▸ THE PROBLEM
Type out all the records word for word. Any pictures are to be left out.

(Photo-based referring expression data)
——

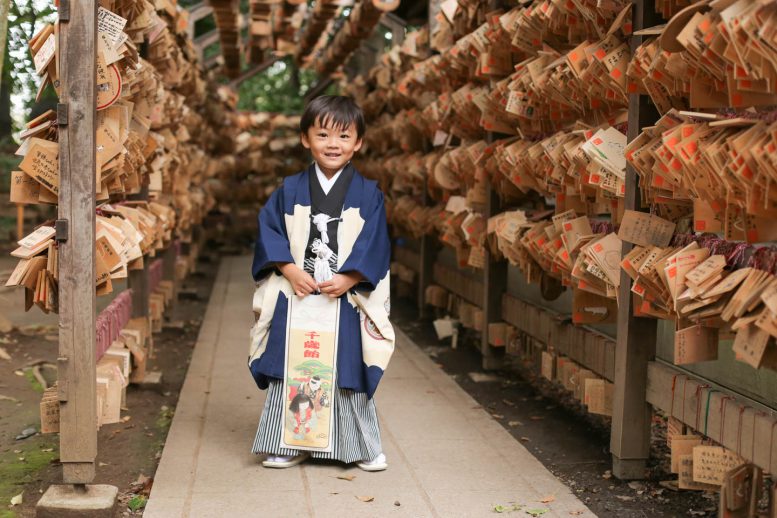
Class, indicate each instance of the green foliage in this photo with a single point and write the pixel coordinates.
(36, 386)
(19, 469)
(165, 418)
(137, 503)
(274, 90)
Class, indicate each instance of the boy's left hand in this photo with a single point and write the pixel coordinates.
(340, 283)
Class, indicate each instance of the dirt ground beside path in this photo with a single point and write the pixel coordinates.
(555, 429)
(128, 452)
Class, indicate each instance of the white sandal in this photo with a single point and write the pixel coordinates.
(284, 461)
(377, 464)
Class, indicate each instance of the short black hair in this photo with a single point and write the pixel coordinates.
(338, 111)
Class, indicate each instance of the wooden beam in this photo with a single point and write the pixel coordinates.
(19, 221)
(636, 339)
(251, 72)
(206, 40)
(738, 423)
(77, 170)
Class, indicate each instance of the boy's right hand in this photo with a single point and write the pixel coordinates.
(301, 281)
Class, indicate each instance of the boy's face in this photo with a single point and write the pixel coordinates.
(331, 147)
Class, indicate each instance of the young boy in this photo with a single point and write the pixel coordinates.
(323, 233)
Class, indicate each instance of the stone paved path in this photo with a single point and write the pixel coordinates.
(447, 456)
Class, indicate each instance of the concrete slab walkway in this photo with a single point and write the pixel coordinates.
(447, 456)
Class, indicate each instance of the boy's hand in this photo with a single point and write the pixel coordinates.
(340, 283)
(301, 281)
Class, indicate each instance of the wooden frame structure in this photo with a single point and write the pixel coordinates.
(642, 381)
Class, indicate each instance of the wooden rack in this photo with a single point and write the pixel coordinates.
(643, 380)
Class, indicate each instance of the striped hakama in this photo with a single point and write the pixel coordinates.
(356, 431)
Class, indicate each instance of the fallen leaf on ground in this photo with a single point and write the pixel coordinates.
(27, 432)
(669, 484)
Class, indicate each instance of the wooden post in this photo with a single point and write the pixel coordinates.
(20, 221)
(77, 171)
(168, 271)
(137, 280)
(636, 341)
(494, 282)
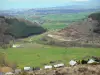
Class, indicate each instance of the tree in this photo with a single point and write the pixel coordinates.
(4, 29)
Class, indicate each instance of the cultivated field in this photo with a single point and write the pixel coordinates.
(38, 55)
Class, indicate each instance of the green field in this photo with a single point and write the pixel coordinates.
(37, 55)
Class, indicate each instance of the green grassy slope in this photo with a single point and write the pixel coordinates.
(23, 28)
(59, 21)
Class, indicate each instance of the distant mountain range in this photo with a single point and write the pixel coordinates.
(51, 10)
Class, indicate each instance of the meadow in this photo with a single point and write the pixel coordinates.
(34, 54)
(38, 55)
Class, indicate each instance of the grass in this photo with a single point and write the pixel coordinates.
(39, 55)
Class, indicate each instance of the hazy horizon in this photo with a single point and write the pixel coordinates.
(26, 4)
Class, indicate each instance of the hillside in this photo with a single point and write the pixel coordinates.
(19, 27)
(78, 34)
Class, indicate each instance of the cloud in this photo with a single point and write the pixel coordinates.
(47, 0)
(81, 0)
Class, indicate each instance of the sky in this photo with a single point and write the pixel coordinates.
(16, 4)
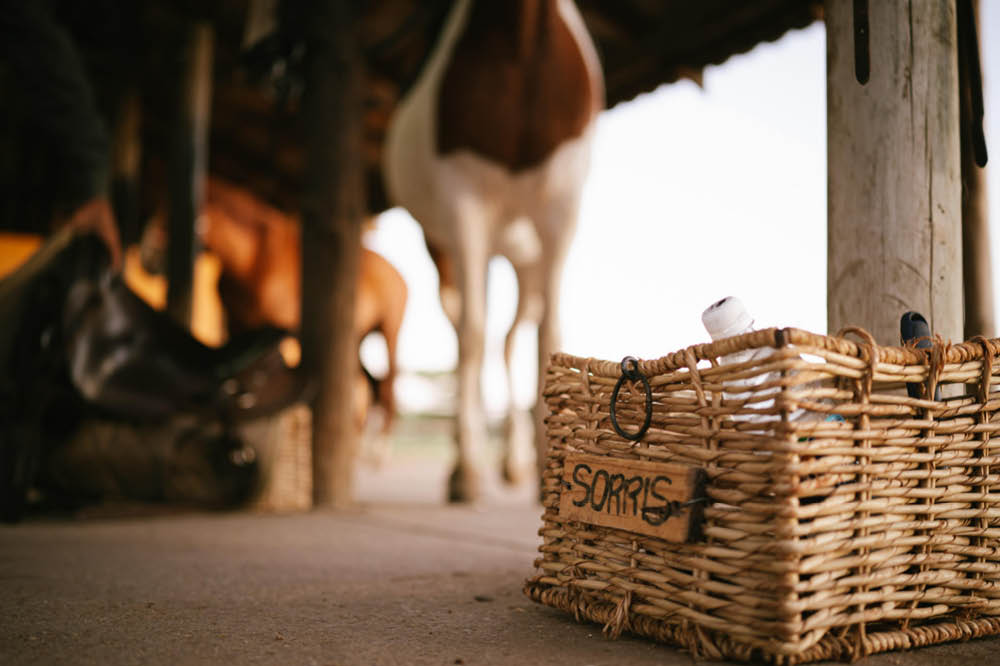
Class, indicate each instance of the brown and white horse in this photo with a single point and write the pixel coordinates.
(489, 152)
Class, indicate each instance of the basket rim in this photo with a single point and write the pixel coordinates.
(974, 349)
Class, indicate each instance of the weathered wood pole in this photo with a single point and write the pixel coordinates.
(332, 209)
(188, 161)
(894, 190)
(126, 160)
(976, 262)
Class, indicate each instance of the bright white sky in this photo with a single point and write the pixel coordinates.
(694, 194)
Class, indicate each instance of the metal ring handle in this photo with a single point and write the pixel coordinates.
(632, 373)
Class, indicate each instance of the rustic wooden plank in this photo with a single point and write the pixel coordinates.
(976, 262)
(894, 194)
(634, 495)
(186, 173)
(332, 210)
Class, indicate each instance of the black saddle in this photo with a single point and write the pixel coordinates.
(78, 343)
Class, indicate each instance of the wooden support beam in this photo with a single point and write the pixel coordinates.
(188, 161)
(332, 210)
(976, 262)
(126, 159)
(894, 194)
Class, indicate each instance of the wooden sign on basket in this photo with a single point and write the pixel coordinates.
(663, 500)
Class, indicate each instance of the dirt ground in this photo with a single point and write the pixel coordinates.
(402, 579)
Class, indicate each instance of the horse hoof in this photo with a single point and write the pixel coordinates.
(463, 485)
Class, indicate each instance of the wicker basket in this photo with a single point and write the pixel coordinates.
(822, 537)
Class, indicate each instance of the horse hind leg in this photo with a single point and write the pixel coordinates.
(518, 451)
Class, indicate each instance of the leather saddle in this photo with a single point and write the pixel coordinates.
(79, 344)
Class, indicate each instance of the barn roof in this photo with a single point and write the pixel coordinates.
(647, 43)
(254, 139)
(642, 44)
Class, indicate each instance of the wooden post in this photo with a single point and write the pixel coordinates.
(332, 209)
(894, 194)
(978, 270)
(186, 171)
(126, 159)
(976, 262)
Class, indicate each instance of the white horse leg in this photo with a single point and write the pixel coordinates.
(471, 264)
(518, 449)
(556, 233)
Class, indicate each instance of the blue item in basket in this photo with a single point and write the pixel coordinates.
(913, 326)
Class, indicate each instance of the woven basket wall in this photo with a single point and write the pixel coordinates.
(821, 539)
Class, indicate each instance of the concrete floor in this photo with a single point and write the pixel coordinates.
(401, 580)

——

▸ EXERCISE RESULT
Class, indicate each instance of the green foliage in this photo with a single point and write the pixel coordinates.
(36, 386)
(19, 469)
(165, 418)
(137, 503)
(274, 90)
Class, indicate each instance of the boy's left hand in this photo with a single point and write the pixel coordinates.
(340, 283)
Class, indicate each instance of the dirt ground beside path in this photo with a single point and write the pixel coordinates.
(555, 429)
(128, 452)
Class, indicate each instance of the white sandal in this photo with a single point and write the pixel coordinates.
(284, 461)
(377, 464)
Class, indicate each instance of the short black hair in this photo with a single point and write the pixel coordinates.
(338, 111)
Class, indicate each instance of the wooden beam in this photo with a single point and write the pixel coordinates.
(19, 221)
(636, 339)
(251, 72)
(206, 40)
(738, 423)
(77, 170)
Class, indicate each instance of the boy's right hand in this photo with a single point and write the pixel coordinates.
(301, 281)
Class, indicate each instance of the boy's face in this photo with a single point and write the pixel coordinates.
(331, 147)
Class, indicate each instance of the young boy in this photo with a single point and write the pixel coordinates.
(323, 233)
Class, indicate each instance of the stone paved path in this photo with a single point and write the pixel coordinates.
(447, 456)
Class, indicate each instance of the concrete slab walkway in this photo with a single point and write the pixel coordinates.
(447, 456)
Class, indicate each instance of the boy's hand in this photo with a single point and write the pixel coordinates.
(340, 283)
(301, 281)
Class, indicate each instance of the wooden frame structure in this photo with a single point and write the pixel coordinates.
(642, 381)
Class, indicate each instance of the wooden rack in this photo with a single point and write the pixel coordinates.
(643, 380)
Class, indicate each instance of the striped hakama in this photo with a single point and write the pixel coordinates.
(356, 431)
Class, indicate each instance of the fallen leaf on ground in this photo with a single point and write the pixel coordinates.
(27, 432)
(669, 484)
Class, indicate each instance of the wooden post in this photo with a single point and write the pixel coordinates.
(20, 221)
(77, 171)
(168, 271)
(137, 280)
(636, 341)
(494, 282)
Class, indicate each instance of the tree in this photo with a single point and write the pixel coordinates.
(4, 29)
Class, indicate each instance of the cultivated field in this photo with a single point and write the pixel coordinates.
(38, 55)
Class, indicate each instance of the green field in this photo with a single point and write the pixel coordinates.
(37, 55)
Class, indicate each instance of the green grassy slope in this photo with a single point and write the pixel coordinates.
(23, 28)
(59, 21)
Class, indicate each instance of the distant mountain range in this photo with a single point and write the pixel coordinates.
(51, 10)
Class, indicate each instance of the meadow in this photo with a single point and write the pixel coordinates.
(34, 54)
(38, 55)
Class, indicate each instance of the grass in this photo with a single point and write the pixel coordinates.
(39, 55)
Class, indicate each instance of the hazy horizon in this photo with a single point and write the pixel coordinates.
(26, 4)
Class, indicate each instance of the hillside in this photo with a single point and write the pixel coordinates.
(19, 27)
(78, 34)
Class, indicate each instance of the cloud in this photo with a single point and write the pixel coordinates.
(47, 0)
(81, 0)
Class, indicate each instance of the sky in this photo with a single point and write the pixel coordinates.
(16, 4)
Class, indicate each instance of the brown and white horse in this photo with a single point and write the pixel coordinates.
(489, 152)
Class, indicate each instance of the basket rim in this photo with a single point and write the pixel coordinates.
(974, 349)
Class, indicate each instance of the weathered wood pole in this photo with a single point and write the pixel coordinates.
(332, 209)
(188, 161)
(894, 190)
(126, 160)
(976, 262)
Class, indicate each instance of the bright white sky in this photo with a single point and write the pixel coordinates.
(694, 194)
Class, indicate each instance of the metal ring handle in this photo with a single point and write the pixel coordinates.
(632, 373)
Class, indicate each instance of the rustic wooden plank in this photo with a single point and write the pixel coordinates.
(976, 262)
(894, 194)
(634, 495)
(186, 173)
(332, 210)
Class, indicate each instance of the black saddle in this photo with a single point and write the pixel coordinates.
(78, 343)
Class, indicate each instance of the wooden support beam in this photo with a single point and write the pixel coordinates.
(188, 161)
(332, 210)
(976, 262)
(126, 159)
(894, 194)
Class, indicate each instance of the wooden sign on basket in this photo with a single point and write the pixel coordinates.
(663, 500)
Class, indicate each instance of the dirt ground in this photo with a single point and write the pixel coordinates.
(402, 579)
Class, indicate each instance of the horse hoof in this photo with a single point and write the pixel coordinates.
(463, 485)
Class, indicate each instance of the wicker basket in this photo with a single point and write the pixel coordinates.
(822, 537)
Class, indicate each instance of the horse hind leg in this photo with a single point and write the pixel coordinates.
(518, 451)
Class, indicate each instance of the leather saddle in this photo with a single point and write the pixel coordinates.
(79, 344)
Class, indicate each instance of the barn roof in this photo with a single point and write the pixel coordinates.
(647, 43)
(254, 139)
(642, 44)
Class, indicate each instance of the wooden post in this photo with a single point and write the pixel coordinates.
(332, 209)
(894, 194)
(978, 270)
(186, 171)
(126, 159)
(976, 262)
Class, indicate each instance of the white horse leg in this photo with a single point and write the pixel coordinates.
(471, 264)
(518, 449)
(556, 233)
Class, indicate each instance of the blue item in basket in this photo with a single point and write the pixel coordinates.
(913, 326)
Class, indicate each instance of the woven basket wall in this photo with a single point and write the pixel coordinates.
(821, 539)
Class, indicate each instance of the concrete floor in this photo with a single point and write the pixel coordinates.
(401, 580)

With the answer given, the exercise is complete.